**Vorliegender Text:**

Liedfett live in Hannover

Liedfett live am 21.11.2019 im Capitol in Hannover
Foto: Julia Homann

Nach „Phoenix aus der Flasche“ und dem Live-Album „Meine Damen und Herren“ haben Liedfett vergangenen Monat noch die „Heartchor“-EP veröffentlicht, bevor es an die Aufnahmen zum neuen Album geht. Um den Fans und auch sich selbst die Wartezeit bis dahin zu verkürzen, stehen die Hamburger für ihre „Goldene Zeiten Tour“ auf den Bühnen der Republik. Zur Seite steht dem Chaos-Ensemble der befreundete Singer-Songwriter John Winston Berta.

„Habt Ihr Bock reinzubügeln?“

Darf es etwas Funk sein?

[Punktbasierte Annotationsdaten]

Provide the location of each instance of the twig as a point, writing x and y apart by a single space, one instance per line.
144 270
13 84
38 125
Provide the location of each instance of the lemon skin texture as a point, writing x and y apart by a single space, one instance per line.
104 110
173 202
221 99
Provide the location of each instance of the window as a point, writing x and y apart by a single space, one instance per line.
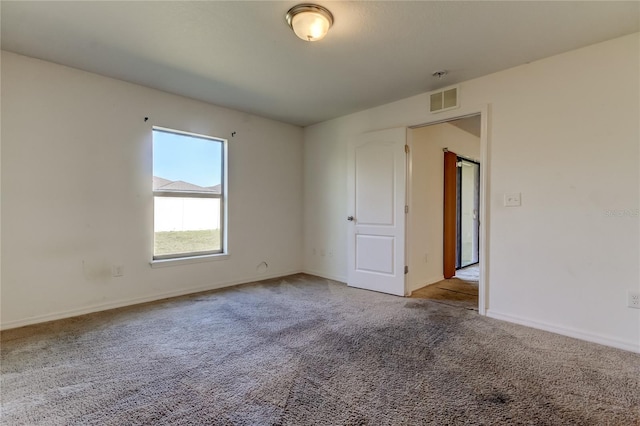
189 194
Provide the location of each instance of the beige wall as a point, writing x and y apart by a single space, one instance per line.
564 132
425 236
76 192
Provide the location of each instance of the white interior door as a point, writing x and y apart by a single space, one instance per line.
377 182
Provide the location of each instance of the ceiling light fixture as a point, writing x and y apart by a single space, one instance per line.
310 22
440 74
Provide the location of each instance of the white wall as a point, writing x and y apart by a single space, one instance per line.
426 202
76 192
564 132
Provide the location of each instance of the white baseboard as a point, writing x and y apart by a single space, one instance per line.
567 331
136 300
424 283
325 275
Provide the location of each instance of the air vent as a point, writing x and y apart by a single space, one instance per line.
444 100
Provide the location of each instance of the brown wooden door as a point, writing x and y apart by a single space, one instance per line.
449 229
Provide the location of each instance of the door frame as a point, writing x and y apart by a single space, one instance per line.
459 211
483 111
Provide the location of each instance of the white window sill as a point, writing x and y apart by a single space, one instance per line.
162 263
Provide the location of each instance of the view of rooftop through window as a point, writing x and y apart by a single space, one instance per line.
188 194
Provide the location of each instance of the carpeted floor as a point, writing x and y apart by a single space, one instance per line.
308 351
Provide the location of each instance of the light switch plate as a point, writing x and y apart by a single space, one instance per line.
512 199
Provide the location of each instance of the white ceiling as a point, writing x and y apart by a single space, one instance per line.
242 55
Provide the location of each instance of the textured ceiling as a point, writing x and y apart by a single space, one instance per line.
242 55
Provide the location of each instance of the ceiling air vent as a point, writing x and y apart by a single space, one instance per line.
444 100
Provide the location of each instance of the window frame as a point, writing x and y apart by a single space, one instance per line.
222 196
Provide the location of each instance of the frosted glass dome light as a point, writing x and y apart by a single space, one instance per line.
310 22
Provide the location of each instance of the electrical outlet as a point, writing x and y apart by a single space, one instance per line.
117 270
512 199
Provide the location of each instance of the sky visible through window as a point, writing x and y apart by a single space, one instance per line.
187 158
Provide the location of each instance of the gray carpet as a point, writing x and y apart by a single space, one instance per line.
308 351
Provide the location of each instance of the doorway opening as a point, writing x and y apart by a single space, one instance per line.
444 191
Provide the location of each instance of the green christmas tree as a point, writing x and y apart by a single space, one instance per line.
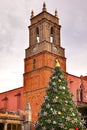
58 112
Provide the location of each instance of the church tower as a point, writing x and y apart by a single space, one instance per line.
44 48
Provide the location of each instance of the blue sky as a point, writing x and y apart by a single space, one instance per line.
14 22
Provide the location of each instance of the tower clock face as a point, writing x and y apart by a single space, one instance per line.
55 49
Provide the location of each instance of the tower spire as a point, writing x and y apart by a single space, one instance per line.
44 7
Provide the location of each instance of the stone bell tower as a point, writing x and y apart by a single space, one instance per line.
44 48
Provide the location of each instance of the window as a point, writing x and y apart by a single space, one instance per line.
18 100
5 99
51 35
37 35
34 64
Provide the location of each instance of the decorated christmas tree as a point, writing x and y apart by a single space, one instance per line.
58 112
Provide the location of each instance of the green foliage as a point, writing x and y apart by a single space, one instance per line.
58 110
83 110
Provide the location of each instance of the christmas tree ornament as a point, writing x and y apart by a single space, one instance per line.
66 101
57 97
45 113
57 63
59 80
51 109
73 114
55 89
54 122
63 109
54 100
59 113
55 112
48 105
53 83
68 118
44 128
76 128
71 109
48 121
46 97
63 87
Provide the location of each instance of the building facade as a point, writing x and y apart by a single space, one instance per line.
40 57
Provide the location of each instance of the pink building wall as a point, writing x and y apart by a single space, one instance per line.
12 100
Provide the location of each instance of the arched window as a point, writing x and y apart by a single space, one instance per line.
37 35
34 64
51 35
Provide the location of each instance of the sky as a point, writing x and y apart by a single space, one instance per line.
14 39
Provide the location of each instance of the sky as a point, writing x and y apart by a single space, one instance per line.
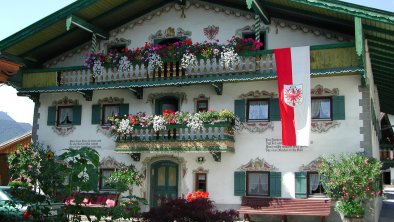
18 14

==

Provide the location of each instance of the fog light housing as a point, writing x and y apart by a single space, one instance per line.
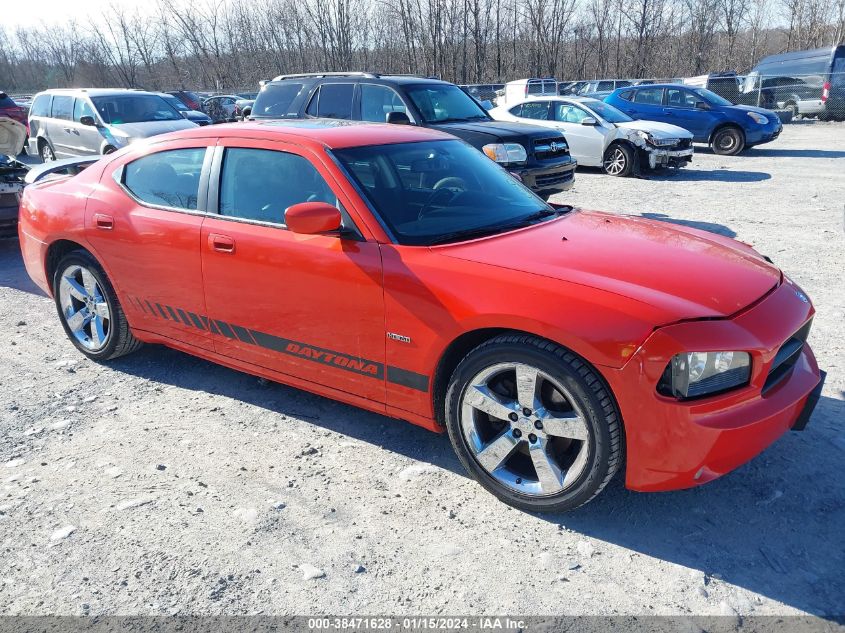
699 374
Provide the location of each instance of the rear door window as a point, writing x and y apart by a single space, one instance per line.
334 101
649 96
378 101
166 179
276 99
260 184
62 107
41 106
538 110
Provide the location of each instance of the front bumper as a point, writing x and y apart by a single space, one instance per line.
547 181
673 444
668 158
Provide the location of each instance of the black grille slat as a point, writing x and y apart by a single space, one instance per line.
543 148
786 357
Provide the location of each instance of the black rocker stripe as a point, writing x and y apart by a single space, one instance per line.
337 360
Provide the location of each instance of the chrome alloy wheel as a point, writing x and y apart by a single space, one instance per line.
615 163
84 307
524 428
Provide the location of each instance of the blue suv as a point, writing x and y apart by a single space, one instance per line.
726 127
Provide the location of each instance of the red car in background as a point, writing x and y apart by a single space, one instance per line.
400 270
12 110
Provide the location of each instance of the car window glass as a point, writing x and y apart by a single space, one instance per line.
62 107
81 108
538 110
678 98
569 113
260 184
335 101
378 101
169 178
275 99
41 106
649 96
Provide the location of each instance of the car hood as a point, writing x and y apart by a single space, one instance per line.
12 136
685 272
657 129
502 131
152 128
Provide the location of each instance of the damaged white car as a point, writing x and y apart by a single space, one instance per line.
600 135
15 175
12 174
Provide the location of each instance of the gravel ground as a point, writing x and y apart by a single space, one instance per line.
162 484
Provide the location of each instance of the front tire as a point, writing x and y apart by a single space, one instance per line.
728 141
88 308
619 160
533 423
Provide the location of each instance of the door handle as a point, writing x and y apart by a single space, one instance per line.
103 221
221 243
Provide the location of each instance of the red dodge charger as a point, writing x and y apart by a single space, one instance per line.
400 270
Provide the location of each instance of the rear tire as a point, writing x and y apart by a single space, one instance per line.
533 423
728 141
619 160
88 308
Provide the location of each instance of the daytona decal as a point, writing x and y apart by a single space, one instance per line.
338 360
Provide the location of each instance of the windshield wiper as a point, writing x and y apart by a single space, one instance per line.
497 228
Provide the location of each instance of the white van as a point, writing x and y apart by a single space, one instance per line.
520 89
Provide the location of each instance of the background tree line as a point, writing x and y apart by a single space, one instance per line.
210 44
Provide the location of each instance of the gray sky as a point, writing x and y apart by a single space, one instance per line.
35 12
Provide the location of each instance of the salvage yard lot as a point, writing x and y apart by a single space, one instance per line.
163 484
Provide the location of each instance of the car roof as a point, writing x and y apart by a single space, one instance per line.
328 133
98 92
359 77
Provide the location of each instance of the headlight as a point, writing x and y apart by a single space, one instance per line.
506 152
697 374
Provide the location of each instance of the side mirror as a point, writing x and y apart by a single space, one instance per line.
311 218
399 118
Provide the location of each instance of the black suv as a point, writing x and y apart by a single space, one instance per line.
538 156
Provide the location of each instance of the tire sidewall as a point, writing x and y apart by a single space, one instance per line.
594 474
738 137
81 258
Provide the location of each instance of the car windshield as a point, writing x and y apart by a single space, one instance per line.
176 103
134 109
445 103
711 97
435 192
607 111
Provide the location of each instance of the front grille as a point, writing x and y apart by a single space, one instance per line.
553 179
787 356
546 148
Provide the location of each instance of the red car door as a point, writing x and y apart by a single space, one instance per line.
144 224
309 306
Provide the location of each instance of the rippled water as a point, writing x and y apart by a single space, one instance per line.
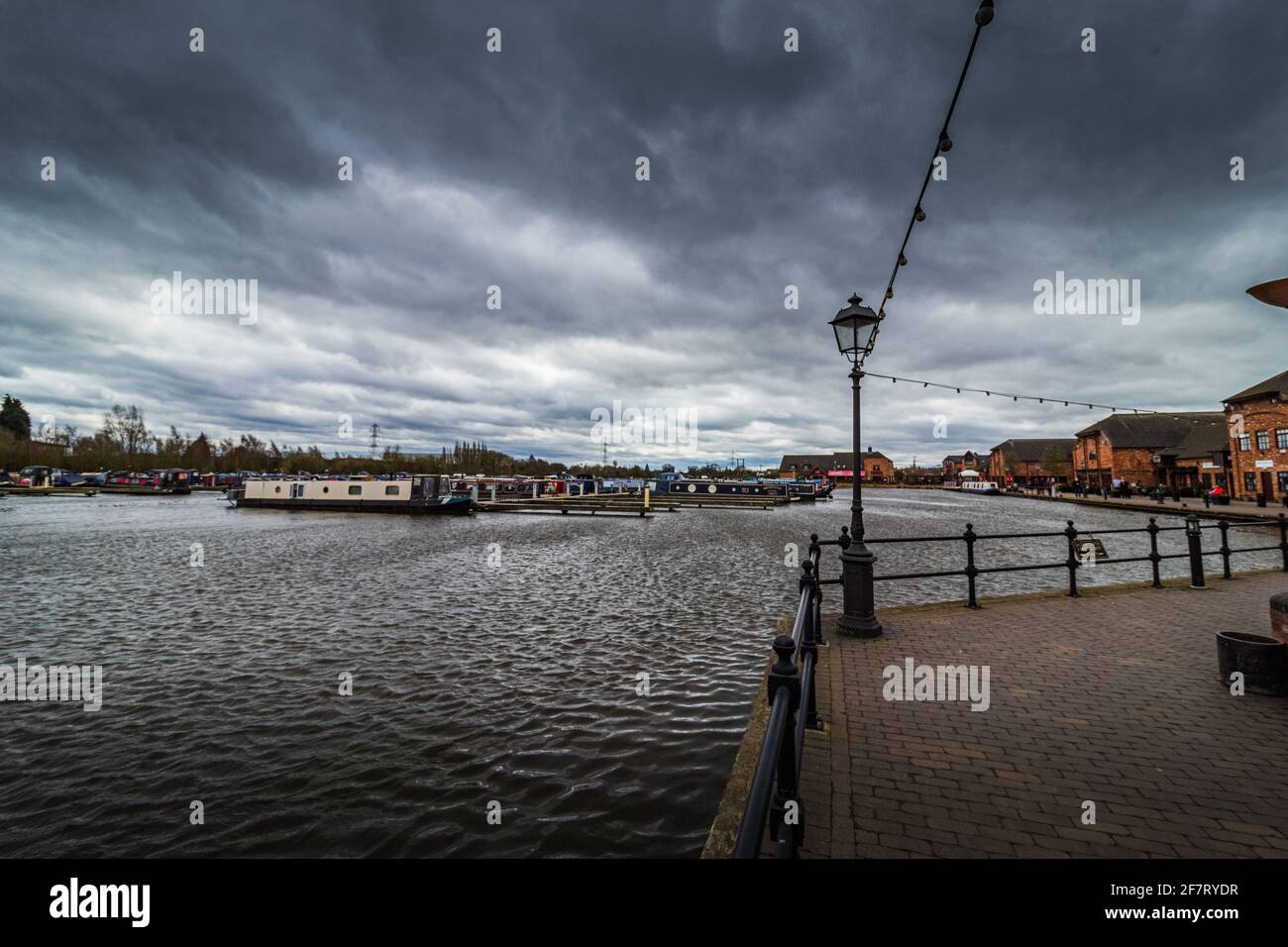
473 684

--

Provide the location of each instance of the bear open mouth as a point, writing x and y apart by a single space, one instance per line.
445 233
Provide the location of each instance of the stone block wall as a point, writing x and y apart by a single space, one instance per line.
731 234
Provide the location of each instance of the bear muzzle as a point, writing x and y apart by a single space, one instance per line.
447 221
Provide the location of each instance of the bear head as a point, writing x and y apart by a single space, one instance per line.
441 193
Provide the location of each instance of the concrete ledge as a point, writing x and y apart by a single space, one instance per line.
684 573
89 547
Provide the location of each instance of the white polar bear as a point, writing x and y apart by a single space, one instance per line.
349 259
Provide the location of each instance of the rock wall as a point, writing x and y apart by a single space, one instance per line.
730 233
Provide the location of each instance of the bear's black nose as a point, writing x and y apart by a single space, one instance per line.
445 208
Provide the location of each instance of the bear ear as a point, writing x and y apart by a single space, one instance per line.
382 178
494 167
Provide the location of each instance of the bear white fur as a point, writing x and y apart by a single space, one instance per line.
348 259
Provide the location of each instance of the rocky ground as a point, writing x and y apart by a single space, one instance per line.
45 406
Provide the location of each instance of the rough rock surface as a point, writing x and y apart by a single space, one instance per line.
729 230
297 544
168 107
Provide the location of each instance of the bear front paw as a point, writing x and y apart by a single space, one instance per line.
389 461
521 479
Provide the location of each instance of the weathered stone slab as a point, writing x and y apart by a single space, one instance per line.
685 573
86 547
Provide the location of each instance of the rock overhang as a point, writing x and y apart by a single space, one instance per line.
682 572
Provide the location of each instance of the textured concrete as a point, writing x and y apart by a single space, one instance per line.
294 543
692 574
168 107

**Aufgaben:**
1) Beantworte anhand des Konzertberichts:
(a) An welchem Datum und in welchem Veranstaltungsort traten Liedfett in Hannover auf?
(b) Welche EP haben Liedfett im vergangenen Monat veröffentlicht?
(c) Wer steht dem Chaos-Ensemble auf der „Goldene Zeiten Tour“ zur Seite?
2) Welche Zeilen der Datensätze enthalten das Wort „green“? Zeige jede davon.
Der Text und die Datensätze sind voneinander unabhängiges Material.

**Erwartete Ergebnisse:**
1)
(a) Am 21.11.2019 im Capitol.
(b) Die „Heartchor“-EP.
(c) Der befreundete Singer-Songwriter John Winston Berta.

2)
Provide the location of each instance of the green christmas tree as a point, writing x and y apart by a single space, one instance per line.
Provide the location of each instance of the green foliage as a point, writing x and y apart by a single space, one instance per line.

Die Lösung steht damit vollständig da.